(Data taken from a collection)
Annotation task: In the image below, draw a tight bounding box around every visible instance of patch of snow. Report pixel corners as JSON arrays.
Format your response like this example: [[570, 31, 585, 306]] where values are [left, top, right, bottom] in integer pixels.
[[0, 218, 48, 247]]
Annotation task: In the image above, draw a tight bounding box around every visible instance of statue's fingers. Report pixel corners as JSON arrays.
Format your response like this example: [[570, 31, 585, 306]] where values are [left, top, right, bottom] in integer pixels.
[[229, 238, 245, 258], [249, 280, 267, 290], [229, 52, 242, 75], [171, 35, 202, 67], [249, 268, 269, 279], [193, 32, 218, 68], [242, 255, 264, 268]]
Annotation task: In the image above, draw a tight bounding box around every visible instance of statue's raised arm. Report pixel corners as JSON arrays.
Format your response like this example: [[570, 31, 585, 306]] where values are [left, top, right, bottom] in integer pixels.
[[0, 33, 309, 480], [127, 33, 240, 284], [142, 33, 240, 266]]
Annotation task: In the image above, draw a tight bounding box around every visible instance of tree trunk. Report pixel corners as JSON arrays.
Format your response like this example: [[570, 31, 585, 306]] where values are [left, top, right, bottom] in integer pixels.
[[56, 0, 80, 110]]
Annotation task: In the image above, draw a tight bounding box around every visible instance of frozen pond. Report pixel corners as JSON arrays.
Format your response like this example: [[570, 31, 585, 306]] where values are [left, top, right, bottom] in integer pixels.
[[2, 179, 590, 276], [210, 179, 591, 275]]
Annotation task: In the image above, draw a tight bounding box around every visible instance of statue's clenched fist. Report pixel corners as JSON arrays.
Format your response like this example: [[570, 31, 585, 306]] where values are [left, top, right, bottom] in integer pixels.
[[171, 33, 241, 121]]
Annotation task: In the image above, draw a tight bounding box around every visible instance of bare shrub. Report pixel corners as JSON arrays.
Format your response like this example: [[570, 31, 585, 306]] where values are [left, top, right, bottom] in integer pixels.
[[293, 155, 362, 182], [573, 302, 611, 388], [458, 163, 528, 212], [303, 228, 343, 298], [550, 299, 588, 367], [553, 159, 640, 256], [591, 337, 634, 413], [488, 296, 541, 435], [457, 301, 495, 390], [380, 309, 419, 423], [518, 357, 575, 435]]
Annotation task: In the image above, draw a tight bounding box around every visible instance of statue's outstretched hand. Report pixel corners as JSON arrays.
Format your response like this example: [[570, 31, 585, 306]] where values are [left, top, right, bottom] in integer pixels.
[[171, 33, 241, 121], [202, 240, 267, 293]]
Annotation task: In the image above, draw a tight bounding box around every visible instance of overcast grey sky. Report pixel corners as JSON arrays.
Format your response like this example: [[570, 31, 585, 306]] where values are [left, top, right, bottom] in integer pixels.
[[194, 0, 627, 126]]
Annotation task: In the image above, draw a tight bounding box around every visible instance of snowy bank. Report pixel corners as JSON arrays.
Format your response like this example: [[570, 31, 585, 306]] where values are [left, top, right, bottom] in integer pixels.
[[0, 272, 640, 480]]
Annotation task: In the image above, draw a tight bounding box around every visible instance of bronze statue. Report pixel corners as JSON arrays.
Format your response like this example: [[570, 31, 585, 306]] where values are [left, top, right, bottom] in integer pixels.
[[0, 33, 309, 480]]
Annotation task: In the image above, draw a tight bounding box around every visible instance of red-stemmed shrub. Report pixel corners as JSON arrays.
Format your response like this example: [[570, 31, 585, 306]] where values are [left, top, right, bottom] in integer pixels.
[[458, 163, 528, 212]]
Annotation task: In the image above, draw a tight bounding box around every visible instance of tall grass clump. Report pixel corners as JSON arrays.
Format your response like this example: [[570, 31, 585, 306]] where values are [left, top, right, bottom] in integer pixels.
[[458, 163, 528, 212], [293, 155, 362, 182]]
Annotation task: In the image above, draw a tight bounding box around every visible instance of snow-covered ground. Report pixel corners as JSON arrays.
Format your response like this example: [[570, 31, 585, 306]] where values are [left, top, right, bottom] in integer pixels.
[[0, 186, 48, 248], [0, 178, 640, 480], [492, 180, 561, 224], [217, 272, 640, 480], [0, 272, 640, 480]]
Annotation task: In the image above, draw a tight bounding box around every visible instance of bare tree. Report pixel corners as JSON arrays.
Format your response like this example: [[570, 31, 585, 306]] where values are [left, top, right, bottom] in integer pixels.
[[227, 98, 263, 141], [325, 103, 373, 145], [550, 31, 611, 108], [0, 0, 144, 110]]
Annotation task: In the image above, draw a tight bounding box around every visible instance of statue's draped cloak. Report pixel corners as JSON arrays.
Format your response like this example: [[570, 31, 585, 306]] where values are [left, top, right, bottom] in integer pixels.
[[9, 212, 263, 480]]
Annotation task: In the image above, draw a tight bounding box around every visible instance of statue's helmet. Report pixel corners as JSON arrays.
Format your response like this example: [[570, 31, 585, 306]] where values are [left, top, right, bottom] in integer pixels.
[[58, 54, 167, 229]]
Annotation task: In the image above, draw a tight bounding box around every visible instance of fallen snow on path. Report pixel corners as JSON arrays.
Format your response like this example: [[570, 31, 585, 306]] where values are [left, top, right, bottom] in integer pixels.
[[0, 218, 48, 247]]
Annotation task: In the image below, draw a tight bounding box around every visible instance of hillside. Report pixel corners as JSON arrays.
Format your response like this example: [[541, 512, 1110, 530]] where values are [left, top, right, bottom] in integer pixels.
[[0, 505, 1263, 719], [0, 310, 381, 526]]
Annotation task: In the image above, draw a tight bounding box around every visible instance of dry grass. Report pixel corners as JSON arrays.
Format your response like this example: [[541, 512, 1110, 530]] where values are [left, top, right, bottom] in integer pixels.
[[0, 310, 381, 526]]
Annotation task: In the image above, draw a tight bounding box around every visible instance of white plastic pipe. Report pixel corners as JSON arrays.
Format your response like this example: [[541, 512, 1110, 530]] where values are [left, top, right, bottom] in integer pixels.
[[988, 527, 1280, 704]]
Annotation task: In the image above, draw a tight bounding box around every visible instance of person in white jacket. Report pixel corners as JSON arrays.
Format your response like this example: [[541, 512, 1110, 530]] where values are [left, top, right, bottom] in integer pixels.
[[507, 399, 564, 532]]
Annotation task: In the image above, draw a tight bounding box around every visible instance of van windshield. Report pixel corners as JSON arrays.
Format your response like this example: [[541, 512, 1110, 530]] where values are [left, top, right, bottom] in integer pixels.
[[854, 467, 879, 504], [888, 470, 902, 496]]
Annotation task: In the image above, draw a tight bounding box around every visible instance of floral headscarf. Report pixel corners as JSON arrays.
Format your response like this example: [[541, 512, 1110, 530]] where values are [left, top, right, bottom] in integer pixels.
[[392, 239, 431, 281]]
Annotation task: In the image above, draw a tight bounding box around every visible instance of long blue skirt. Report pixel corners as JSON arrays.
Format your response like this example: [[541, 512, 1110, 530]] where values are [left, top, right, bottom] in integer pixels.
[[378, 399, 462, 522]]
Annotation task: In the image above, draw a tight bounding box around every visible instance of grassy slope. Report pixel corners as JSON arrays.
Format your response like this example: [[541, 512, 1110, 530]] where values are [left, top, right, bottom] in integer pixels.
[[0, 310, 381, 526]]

* [What is needed]:
Rewrite every entry above, replacing "Annotation task" with "Labeling task" wherever it occurs and leaving everything else the same.

* [Solution]:
Labeling task: In the image below, draw a tight bounding box around every visible instance of patch of snow. Report pixel corners as JSON arrays.
Format your response like this example: [[570, 31, 585, 306]] where values are [left, top, right, bottom] in integer pixels.
[[0, 218, 48, 247]]
Labeling task: In the image above, draw a tight bounding box around every visible instance of statue's fingers. Report pixel corners as JSON arrays.
Format your response like this example: [[570, 31, 585, 306]] where values are [left, top, right, bottom] in integer pixels.
[[229, 238, 245, 258], [249, 280, 267, 290], [229, 52, 242, 75], [171, 35, 202, 67], [249, 268, 269, 279], [193, 32, 218, 68], [242, 255, 264, 268]]
Labeling task: In the image above, draw a tight bounding box around every visible instance of statue's raised arm. Report pixel corners as JSON arrays.
Format your response like this example: [[570, 31, 585, 306]] where values are [left, top, right, bottom] in integer pixels.
[[0, 33, 309, 480], [127, 33, 240, 284], [142, 33, 240, 266]]
Labeling task: In the image above, draw a tight bounding box around every visible instance of tree trunk. Report pixel corners as JSON arrays.
Format your response like this example: [[570, 31, 585, 306]] where values are [left, top, right, bottom] in integer pixels.
[[56, 0, 80, 110]]
Labeling task: In the image above, draw a tight bounding box around every visible instance of frozen pond. Report pixel corners as JSON arrays.
Format your response like this example: [[570, 31, 585, 306]] where values are [left, top, right, bottom] in integer pixels.
[[2, 179, 590, 276], [210, 179, 591, 275]]
Labeling task: In the image above, draw a tight bounding box around every visible instance of statue's clenched fist. Report pixel corners as JSON arrays.
Format your response like this example: [[570, 31, 585, 306]] where values are [left, top, right, bottom] in integer pixels.
[[171, 33, 241, 121]]
Labeling task: In the image above, draw a tight bounding box around every visible instance of bare shrub. Report pixel corners as JSON arrays.
Format your response like this example: [[570, 31, 585, 306]] where values are [left, top, right, bottom] in integer pixels.
[[293, 155, 362, 182], [573, 302, 611, 388], [458, 163, 528, 212], [303, 228, 343, 298], [550, 299, 588, 367], [553, 159, 640, 256], [591, 337, 634, 413], [488, 296, 541, 435], [457, 301, 495, 390], [380, 309, 419, 423], [518, 357, 575, 435]]
Labeling task: In the image above, draw a tight bounding box around every visible instance of statue's outstretched hand. Report pixel corners as JSON arrays.
Format your response like this example: [[570, 31, 585, 306]] where values are [left, top, right, bottom] in integer pixels.
[[171, 33, 241, 121], [202, 240, 267, 293]]
Labeling task: In the image above, draw a tight bounding box around every visible instance of overcast grey sky. Report pixel corners as JSON arrays.
Format your response like this example: [[570, 31, 585, 306]] where values are [left, top, right, bottom] in integer pixels.
[[194, 0, 627, 126]]
Labeling task: In the image above, draw a tight bounding box around every visible instance of snowy bank. Report pixel corners as JSON arrays.
Format your response like this example: [[570, 31, 585, 306]] where values are [left, top, right, bottom] in integer pixels.
[[0, 272, 640, 480]]
Labeling task: In the image above, draw a tight bounding box around every visible instance of bronze statue. Report pixel corners as JSON arrays.
Format your response like this example: [[570, 31, 585, 306]] where values are [left, top, right, bottom] in integer pixels.
[[0, 33, 309, 480]]
Labeling task: In the image above, draw a tight bounding box around every visible instance of red-stemmed shrub. Report pixel corners as JSON arrays.
Format your response like this example: [[570, 31, 585, 306]] where values are [left, top, right, bottom] in integer pixels.
[[458, 163, 528, 212]]
Labeling task: In the image above, draw a tight bounding box around every visible instance of tall grass clump. Report pixel corners as JSON arrays.
Format your response like this example: [[570, 31, 585, 306]] where values are [left, top, right, bottom] in integer pixels.
[[458, 163, 528, 212], [293, 155, 362, 182]]
Labeling task: In the image above, draw a tight bounding box around every visible instance of snow-covered ground. Report pixel corners as JSON arrays.
Format your response like this example: [[570, 31, 585, 306]] where values are [left, top, right, bottom] in integer pixels.
[[0, 186, 48, 248], [0, 178, 640, 480], [492, 180, 561, 224], [217, 272, 640, 480], [0, 272, 640, 480]]
Labeling task: In the image above, draw a tight bounding box around every visible instance of bare tree. Report pixel corners as JSON arrays.
Format your response like this example: [[570, 31, 585, 306]] where values are [left, top, right, bottom] in integer pixels.
[[227, 98, 263, 141], [325, 103, 373, 145], [550, 31, 611, 108], [0, 0, 144, 110]]
Labeling task: In the image above, draw a tight bounding box around every visible instance of statue's draped cloak. Report pixel corners as JSON arrays.
Format your response like this example: [[570, 31, 585, 306]] where values are [left, top, right, bottom] in integer pixels.
[[9, 212, 263, 480]]
Labeling task: In the image above, draw a tight bounding box around every visible instance of statue's helmet. Report pixel corners as JSON arrays.
Format your response like this example: [[570, 31, 585, 306]] where values are [left, top, right, bottom] in integer pixels.
[[58, 54, 167, 229]]
Labeling task: In the image above, draw a tight bounding box around every visible instance of fallen snow on path. Report pixel corners as JSON arrays.
Format your response like this example: [[570, 31, 585, 306]] where values are [left, top, right, bottom] in integer pixels.
[[0, 218, 48, 247]]
Labeling task: In the image below, draw a tight bounding box around every visible instance of hillside. Report pixel corners as JSON arrays.
Format your response like this example: [[541, 512, 1110, 530]] where values are [left, top, right, bottom] in integer pixels.
[[0, 505, 1263, 719], [0, 310, 381, 526]]
Labeling task: In the image above, draw a tight bounding box around every visible instance of dry grass. Report pixel corners as JSON arrays.
Format your response like this example: [[541, 512, 1110, 530]] where values are [left, top, right, bottom] in integer pixels.
[[0, 310, 381, 526]]
Labeling task: In the image above, draw a tight bounding box around every visible instance of white plastic pipe. Report pixel corners as JSON arrays.
Format your response like this example: [[541, 512, 1110, 530]] where values are [left, top, right, bottom] in integer pixels.
[[988, 527, 1280, 704]]
Labeling task: In the image above, draw a tight bounding box around every visible instance of person in white jacket. Report pixel corners as JSON arrays.
Format your response like this example: [[541, 512, 1110, 530]] where values are [left, top, right, bottom] in integer pixels.
[[507, 399, 564, 532]]
Labeling task: In the image above, draw a tight bounding box around every visible instance of van windshield. Report pixel corners as JSON arrays.
Format your response like this example: [[541, 512, 1110, 530]] where values are [left, top, right, bottom] in integer pixels.
[[854, 467, 879, 504], [888, 470, 902, 496]]
Labeling task: In the image above, draw a tight bounding box around every visible instance of floral headscarf. Report pixel corners as JSON arrays.
Format your response like this example: [[541, 512, 1110, 530]] where values are [left, top, right, bottom] in integer pixels.
[[392, 239, 431, 281]]
Labeling task: In the image above, draw a tight bounding box around every visible instance of long blue skirt. Report pixel corners as JSON arrays.
Format your response like this example: [[541, 512, 1110, 530]] where values are [left, top, right, bottom] in integer pixels.
[[378, 399, 462, 522]]
Labeling task: In the image above, draw a tight bounding box around every visible instance of grassy slope. Report pixel corners as JSON arrays.
Format your response like this example: [[541, 512, 1110, 530]] where values are [left, top, right, bottom] in integer pixels.
[[0, 310, 381, 526]]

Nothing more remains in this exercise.